--- Extracted text ---
# Samsung Exec: Mirrorless To Outsell DSLRs 'In Three Years'



## snerd (Jan 16, 2015)

Anyone agree?

CES 2015 Samsung Interview: Mirrorless to outsell DSLRs 'in three years': Digital Photography Review


----------



## cgw (Jan 16, 2015)

snerd said:


> Anyone agree?
> 
> CES 2015 Samsung Interview: Mirrorless to outsell DSLRs 'in three years': Digital Photography Review



Reality check here. Also look at his reading of the CIPA numbers on camera sales earlier this month.

How Internet News Distorts Things | Sans Mirror &mdash; mirrorless, interchangeable lens cameras | Thom Hogan


----------



## KenC (Jan 16, 2015)

Who knows?  I have no reason to believe or disbelieve this, but the general pile of erroneous predictions is pretty high.


----------



## runnah (Jan 16, 2015)

I am just surprised that Canon/Nikon haven't even dipped their toes in to the high end mirrorless pool.

Not sure what they are waiting for.


----------



## Mr. Innuendo (Jan 16, 2015)

runnah said:


> I am just surprised that Canon/Nikon haven't even dipped their toes in to the high end mirrorless pool.
> 
> Not sure what they are waiting for.



The same could be said for Kodak regarding digital cameras. If they'd have followed up with the development, they would probably still be a very viable camera company today.

Personally, it won't matter to me if they outsell DSLR's. In all honesty, I'm having a difficult time seeing how it would adversely affect me. Maybe DSLR's get out-sold, but they're never going to go away.


----------



## runnah (Jan 16, 2015)

Mr. Innuendo said:


> runnah said:
> 
> 
> > I am just surprised that Canon/Nikon haven't even dipped their toes in to the high end mirrorless pool.
> ...



Yeah I mean I don't care one way or the other. You would just think at this point they would have had some model. Maybe they are playing chicken with each other.


----------



## W.Y.Photo (Jan 20, 2015)

Mr. Innuendo said:


> runnah said:
> 
> 
> > I am just surprised that Canon/Nikon haven't even dipped their toes in to the high end mirrorless pool.

--- To do ---
- A) From the forum thread about mirrorless cameras outselling DSLRs, extract the part that opens with the words containing "## snerd (Jan" and closes with "cgw (Jan 16, 2015)".
- B) Answer these questions using the forum thread about mirrorless cameras outselling DSLRs:
(i) Which two camera makers does runnah say have not entered the high end mirrorless market?
(ii) Which company does Mr. Innuendo compare them to, and in regard to what?
(iii) On what date did W.Y.Photo post?
- C) Continue the forum thread about mirrorless cameras outselling DSLRs from the point where it stops.

--- Supplied data ---
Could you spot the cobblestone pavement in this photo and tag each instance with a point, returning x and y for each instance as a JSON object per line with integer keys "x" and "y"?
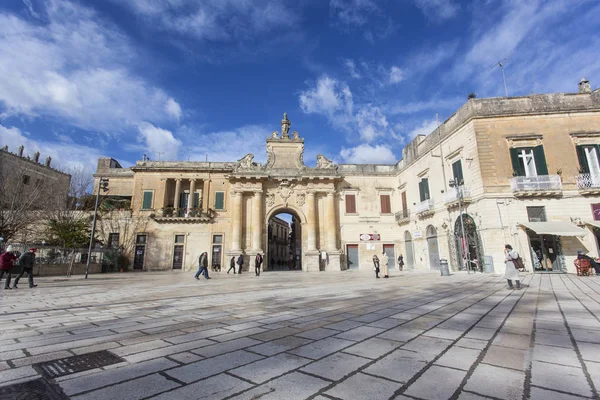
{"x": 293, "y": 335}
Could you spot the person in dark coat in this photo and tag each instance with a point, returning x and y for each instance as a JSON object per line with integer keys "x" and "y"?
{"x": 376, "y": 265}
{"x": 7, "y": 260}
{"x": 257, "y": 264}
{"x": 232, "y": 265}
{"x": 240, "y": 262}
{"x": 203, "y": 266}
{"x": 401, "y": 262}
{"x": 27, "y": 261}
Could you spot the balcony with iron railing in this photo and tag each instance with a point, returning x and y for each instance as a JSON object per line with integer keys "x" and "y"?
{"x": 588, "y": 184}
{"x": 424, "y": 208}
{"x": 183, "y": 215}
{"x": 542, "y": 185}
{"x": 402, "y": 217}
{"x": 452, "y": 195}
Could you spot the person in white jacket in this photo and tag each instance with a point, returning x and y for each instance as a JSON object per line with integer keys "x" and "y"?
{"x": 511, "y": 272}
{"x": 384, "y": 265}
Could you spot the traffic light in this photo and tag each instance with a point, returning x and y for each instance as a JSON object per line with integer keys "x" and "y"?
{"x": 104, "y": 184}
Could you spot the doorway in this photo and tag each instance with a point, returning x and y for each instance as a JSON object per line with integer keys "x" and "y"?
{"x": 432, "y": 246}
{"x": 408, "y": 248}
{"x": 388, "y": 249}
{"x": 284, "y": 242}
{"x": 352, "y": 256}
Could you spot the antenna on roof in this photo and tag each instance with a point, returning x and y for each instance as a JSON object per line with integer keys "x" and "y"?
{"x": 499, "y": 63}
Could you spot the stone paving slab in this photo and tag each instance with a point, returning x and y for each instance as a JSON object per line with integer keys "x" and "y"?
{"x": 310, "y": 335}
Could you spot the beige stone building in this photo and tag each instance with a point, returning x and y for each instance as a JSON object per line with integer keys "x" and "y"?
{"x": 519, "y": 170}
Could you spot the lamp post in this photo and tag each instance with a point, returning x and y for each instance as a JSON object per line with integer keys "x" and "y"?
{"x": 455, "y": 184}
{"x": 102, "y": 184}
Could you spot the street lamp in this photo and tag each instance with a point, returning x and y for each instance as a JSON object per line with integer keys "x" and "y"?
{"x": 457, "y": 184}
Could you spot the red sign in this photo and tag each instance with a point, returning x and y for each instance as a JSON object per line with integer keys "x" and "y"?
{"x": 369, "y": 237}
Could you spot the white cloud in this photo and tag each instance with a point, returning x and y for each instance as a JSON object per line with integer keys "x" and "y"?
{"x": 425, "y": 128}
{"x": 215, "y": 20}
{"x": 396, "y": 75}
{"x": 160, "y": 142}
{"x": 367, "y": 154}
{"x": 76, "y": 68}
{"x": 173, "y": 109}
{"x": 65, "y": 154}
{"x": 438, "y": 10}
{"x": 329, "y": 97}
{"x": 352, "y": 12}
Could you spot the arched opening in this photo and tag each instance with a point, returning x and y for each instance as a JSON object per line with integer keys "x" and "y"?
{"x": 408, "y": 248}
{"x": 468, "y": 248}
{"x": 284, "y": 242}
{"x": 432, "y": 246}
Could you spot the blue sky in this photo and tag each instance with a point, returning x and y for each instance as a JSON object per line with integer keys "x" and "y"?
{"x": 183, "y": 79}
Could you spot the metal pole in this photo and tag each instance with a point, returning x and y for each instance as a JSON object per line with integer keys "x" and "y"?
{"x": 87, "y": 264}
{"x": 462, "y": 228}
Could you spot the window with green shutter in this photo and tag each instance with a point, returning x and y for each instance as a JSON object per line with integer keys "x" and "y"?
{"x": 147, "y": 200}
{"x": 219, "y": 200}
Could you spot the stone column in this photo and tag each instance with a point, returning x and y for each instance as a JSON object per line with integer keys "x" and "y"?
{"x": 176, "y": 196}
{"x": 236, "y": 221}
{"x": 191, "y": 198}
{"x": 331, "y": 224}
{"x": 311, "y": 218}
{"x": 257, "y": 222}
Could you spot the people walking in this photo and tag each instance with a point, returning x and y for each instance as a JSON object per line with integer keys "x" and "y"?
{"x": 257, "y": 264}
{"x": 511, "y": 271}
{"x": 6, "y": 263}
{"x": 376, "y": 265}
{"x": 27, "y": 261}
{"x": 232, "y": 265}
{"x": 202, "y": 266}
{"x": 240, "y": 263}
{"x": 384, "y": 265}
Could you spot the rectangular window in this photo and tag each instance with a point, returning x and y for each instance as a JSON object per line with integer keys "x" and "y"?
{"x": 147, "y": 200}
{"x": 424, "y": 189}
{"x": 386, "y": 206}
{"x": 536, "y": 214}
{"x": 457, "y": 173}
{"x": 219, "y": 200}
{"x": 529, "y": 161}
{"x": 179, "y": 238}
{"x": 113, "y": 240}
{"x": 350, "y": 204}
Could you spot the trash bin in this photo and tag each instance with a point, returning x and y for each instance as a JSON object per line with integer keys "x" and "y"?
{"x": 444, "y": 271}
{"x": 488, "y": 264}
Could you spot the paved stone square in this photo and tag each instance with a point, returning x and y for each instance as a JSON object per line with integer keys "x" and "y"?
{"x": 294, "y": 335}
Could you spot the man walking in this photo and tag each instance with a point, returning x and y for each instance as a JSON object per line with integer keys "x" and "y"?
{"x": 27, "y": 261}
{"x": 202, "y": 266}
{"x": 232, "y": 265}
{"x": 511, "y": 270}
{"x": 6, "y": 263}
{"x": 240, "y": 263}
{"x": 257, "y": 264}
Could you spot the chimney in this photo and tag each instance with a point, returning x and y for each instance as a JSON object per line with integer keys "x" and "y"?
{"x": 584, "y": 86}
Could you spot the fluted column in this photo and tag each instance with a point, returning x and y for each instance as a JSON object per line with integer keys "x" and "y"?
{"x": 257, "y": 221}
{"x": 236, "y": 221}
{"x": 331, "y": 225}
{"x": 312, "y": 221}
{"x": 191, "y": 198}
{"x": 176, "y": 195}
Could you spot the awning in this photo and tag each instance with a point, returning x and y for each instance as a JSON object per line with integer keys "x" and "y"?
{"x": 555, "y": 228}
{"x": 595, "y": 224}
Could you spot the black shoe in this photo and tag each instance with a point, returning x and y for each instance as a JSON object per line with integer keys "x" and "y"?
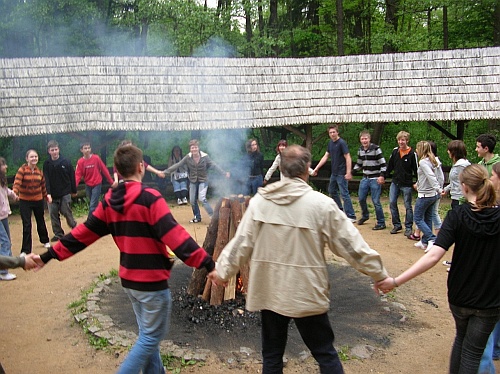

--- Task-by-task answers ---
- A)
## snerd (Jan 16, 2015)

Anyone agree?

CES 2015 Samsung Interview: Mirrorless to outsell DSLRs 'in three years': Digital Photography Review


----------



## cgw (Jan 16, 2015)

- B)
(i) Canon and Nikon.
(ii) Kodak, in regard to digital cameras.
(iii) Jan 20, 2015.

- C)
> ...



In the long run though their success could limit DSLR R&D in turn reducing the potential quality of newer DSLR's in years to come. Just look at what happened with film cameras production nearly came to a hault once digital was picked up in the industry.

This is not to say that DSLR will stop being the industry standard of course... But what if it did?


----------



## Overread (Jan 20, 2015)

Eh that's a bit like saying compact and phone cameras will out-sell DSLRs 


Also I thought Nikon had done a little dip into this market? 
The problems as I see it are:

1) A viewfinder on a DSLR will still out-strip most video based systems for action and panning shots.

2) Even if you can build cameras good enough to overcome point 1 one also has to consider the power consumption. 

3) DSLRs are already going hybrid - most now had digitally powered screens inside them so I suspect that is what they'll do. The mirror system will remain but the viewfinder will gain more digital over-lays. Far easier to maximise and work with the mirrorbox strengths than try and rebuild it from scratch. 

4) Many mirrorless purchases (esp of the smaller systems) are not competing with DSLRs but complimenting them; as DSLR shooters want a smaller compact as well as their DSLR. So there's no worry about the sales "outstripping" because its totally separate markets. 


5) From what I can tell point 4 is only not true with those who are (typically) of an older generation who want a totally lighter setup and find the DSLR just too much struggle to use it for fun most of the time (that's not just a measure of strength; but also priorities etc....)


----------



## sashbar (Jan 20, 2015)

Regardless of how you look at it, a large flipping mirror inside a camera is a limiting factor, and you can not get around it in a DSLR. It is an old, outdated film era technology inside an otherwise highly sophisticated camera. I guess Canikon know it too well.


----------



## Overread (Jan 20, 2015)

It might be outdated but it doesn't suffer from increased battery drain - lag time - banding motions (helicopter blades bending anyone - heck DSLR sensors can't even overcome that yet). 

About the only weakness of the mirror is that it saps light for the AF sensors and that really only comes into play in very low light conditions. 

If you want to talk out-dated you could very easily argue that the vast majority of cameras are using a film-era design that is very much NOT ergonomic. Even the mirrorless are aping after DSLR similar designs even though they could go for a totally new and more erganomic design


----------



## sashbar (Jan 20, 2015)

Battery drain is not a problem. I switched to FUJI that shoots 300 frames instead of DSLRs 600 per battery. Big deal. I bought 3 Chinese ones for £15 - work perfectly. 
Lag and other electronic artefacts  are  just factors of the processor speed, which looks like it is doubling all the time.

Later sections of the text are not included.